# What to work on:
Reproduce every line of the records below word for word, with nothing changed.

--- BEGIN Items ---

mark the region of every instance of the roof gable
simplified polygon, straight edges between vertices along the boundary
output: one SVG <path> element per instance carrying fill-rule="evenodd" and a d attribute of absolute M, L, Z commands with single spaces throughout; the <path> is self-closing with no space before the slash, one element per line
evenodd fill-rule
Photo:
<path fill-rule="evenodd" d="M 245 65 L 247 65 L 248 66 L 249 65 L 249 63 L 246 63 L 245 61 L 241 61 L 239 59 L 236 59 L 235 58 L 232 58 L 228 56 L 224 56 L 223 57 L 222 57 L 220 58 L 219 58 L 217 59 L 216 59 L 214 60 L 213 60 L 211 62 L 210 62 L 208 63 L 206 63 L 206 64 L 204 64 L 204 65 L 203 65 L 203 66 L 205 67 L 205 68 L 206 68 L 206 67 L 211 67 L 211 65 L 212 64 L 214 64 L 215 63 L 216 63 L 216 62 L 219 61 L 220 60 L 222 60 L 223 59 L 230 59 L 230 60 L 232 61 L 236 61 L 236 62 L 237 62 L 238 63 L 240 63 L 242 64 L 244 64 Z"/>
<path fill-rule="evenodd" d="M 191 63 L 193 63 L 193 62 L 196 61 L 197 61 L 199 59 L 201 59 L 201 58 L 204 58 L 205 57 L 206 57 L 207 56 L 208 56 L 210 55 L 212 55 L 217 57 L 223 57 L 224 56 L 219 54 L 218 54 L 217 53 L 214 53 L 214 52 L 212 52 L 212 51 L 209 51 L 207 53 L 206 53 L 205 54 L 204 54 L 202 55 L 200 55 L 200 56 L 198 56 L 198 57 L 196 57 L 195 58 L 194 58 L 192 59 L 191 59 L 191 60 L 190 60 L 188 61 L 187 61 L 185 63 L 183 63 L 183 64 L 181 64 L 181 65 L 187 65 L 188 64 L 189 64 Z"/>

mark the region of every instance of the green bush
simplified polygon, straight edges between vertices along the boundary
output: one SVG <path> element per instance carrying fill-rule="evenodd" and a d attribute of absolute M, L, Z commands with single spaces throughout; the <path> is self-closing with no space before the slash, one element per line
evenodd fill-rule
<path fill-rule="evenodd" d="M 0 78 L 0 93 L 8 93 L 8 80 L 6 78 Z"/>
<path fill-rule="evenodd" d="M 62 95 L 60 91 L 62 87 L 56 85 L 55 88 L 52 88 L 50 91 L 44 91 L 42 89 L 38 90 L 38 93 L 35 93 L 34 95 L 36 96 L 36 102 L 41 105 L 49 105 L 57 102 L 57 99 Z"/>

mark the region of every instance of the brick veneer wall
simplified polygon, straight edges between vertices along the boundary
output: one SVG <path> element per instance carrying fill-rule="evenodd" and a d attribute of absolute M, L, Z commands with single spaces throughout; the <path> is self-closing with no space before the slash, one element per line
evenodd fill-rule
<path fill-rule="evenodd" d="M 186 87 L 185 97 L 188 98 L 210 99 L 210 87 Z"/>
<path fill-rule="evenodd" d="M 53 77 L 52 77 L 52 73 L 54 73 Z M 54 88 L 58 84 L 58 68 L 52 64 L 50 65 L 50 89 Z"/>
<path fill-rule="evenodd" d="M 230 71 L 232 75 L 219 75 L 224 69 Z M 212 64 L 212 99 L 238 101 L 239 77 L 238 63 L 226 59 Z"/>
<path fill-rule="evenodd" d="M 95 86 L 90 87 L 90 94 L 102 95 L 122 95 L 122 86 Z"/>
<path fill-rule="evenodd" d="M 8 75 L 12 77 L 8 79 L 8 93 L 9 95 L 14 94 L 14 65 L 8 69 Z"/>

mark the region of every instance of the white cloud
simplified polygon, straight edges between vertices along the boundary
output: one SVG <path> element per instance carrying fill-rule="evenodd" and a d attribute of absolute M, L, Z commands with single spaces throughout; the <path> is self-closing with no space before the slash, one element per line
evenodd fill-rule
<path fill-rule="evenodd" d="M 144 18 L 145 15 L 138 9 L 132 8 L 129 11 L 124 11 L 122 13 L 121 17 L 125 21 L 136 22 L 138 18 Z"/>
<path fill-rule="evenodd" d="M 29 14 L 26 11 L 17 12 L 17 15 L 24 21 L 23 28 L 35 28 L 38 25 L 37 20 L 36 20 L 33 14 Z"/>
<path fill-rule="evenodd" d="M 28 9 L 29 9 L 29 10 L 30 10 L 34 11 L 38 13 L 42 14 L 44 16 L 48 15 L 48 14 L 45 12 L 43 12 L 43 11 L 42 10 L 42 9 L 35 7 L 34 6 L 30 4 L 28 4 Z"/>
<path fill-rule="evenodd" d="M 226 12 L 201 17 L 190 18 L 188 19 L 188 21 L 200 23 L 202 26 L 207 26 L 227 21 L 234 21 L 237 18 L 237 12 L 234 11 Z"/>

--- END Items ---

# The completed task:
mark the region of every instance of the roof gable
simplified polygon, straight edges between vertices along the boundary
output: one SVG <path> element per instance carrying fill-rule="evenodd" and a d attribute of absolute M, L, Z commands with single spaces throughout; the <path> is self-closing with no space before the slash, one element per line
evenodd fill-rule
Photo:
<path fill-rule="evenodd" d="M 245 65 L 247 65 L 248 66 L 249 65 L 249 63 L 246 63 L 245 61 L 241 61 L 239 59 L 236 59 L 235 58 L 232 58 L 228 56 L 224 56 L 223 57 L 222 57 L 220 58 L 219 58 L 217 59 L 216 59 L 214 60 L 213 60 L 211 62 L 210 62 L 208 63 L 206 63 L 206 64 L 204 64 L 204 65 L 203 65 L 203 66 L 205 67 L 205 68 L 206 68 L 206 67 L 211 67 L 211 65 L 212 64 L 214 64 L 215 63 L 216 63 L 216 62 L 219 61 L 220 60 L 222 60 L 223 59 L 230 59 L 230 60 L 232 61 L 236 61 L 236 62 L 237 62 L 238 63 L 240 63 L 242 64 L 244 64 Z"/>
<path fill-rule="evenodd" d="M 191 63 L 193 63 L 193 62 L 196 61 L 197 61 L 199 59 L 201 59 L 201 58 L 204 58 L 205 57 L 206 57 L 207 56 L 208 56 L 210 55 L 212 55 L 217 57 L 223 57 L 224 56 L 219 54 L 218 54 L 217 53 L 214 53 L 214 52 L 212 52 L 212 51 L 209 51 L 207 53 L 206 53 L 205 54 L 204 54 L 202 55 L 200 55 L 200 56 L 198 56 L 198 57 L 196 57 L 195 58 L 194 58 L 192 59 L 191 59 L 191 60 L 190 60 L 188 61 L 187 61 L 185 63 L 183 63 L 183 64 L 181 64 L 181 65 L 187 65 L 188 64 L 189 64 Z"/>

mark the region of every instance of the green bush
simplified polygon, straight edges between vertices along the boundary
output: one SVG <path> element per instance carrying fill-rule="evenodd" and a d attribute of absolute M, L, Z commands with single spaces throughout; the <path> is self-closing with no space before the slash, one element per line
evenodd fill-rule
<path fill-rule="evenodd" d="M 0 78 L 0 93 L 8 93 L 8 80 L 6 78 Z"/>
<path fill-rule="evenodd" d="M 62 95 L 60 91 L 62 87 L 56 85 L 55 88 L 52 88 L 50 91 L 44 91 L 42 89 L 38 90 L 38 93 L 35 93 L 34 95 L 36 96 L 36 102 L 41 105 L 49 105 L 57 102 L 57 99 Z"/>

mark the region of every instance of the brick veneer wall
simplified polygon, straight edges between vertices along the boundary
output: one SVG <path> element per instance carrying fill-rule="evenodd" and a d attribute of absolute M, L, Z commands with single spaces throughout; the <path> is self-closing with no space before the slash, one element per line
evenodd fill-rule
<path fill-rule="evenodd" d="M 186 87 L 185 97 L 188 98 L 210 99 L 210 87 Z"/>
<path fill-rule="evenodd" d="M 53 77 L 52 77 L 52 73 L 54 73 Z M 54 88 L 58 84 L 58 68 L 52 64 L 50 65 L 50 89 Z"/>
<path fill-rule="evenodd" d="M 230 71 L 232 75 L 219 75 L 224 69 Z M 212 64 L 212 99 L 238 101 L 239 77 L 238 63 L 226 59 Z"/>
<path fill-rule="evenodd" d="M 95 86 L 90 87 L 90 94 L 102 95 L 122 95 L 122 86 Z"/>
<path fill-rule="evenodd" d="M 8 75 L 12 77 L 8 79 L 8 93 L 9 95 L 14 94 L 14 65 L 8 69 Z"/>

mark the region of every instance of the white cloud
simplified polygon, straight edges between vertices along the boundary
output: one SVG <path> element per instance carrying fill-rule="evenodd" and a d attribute of absolute M, L, Z commands with single spaces throughout; the <path> is self-closing with no space before the slash, one element per line
evenodd fill-rule
<path fill-rule="evenodd" d="M 144 18 L 145 15 L 138 9 L 132 8 L 129 11 L 124 11 L 122 13 L 121 17 L 125 21 L 136 22 L 138 18 Z"/>
<path fill-rule="evenodd" d="M 29 14 L 26 11 L 17 12 L 17 15 L 24 21 L 23 28 L 35 28 L 38 25 L 37 20 L 36 20 L 33 14 Z"/>
<path fill-rule="evenodd" d="M 28 9 L 29 9 L 29 10 L 30 10 L 34 11 L 38 13 L 42 14 L 44 16 L 48 15 L 48 14 L 45 12 L 43 12 L 43 11 L 42 10 L 42 9 L 35 7 L 34 6 L 30 4 L 28 4 Z"/>
<path fill-rule="evenodd" d="M 226 12 L 201 17 L 190 18 L 188 19 L 188 21 L 200 23 L 202 26 L 207 26 L 227 21 L 234 21 L 237 18 L 237 12 L 234 11 Z"/>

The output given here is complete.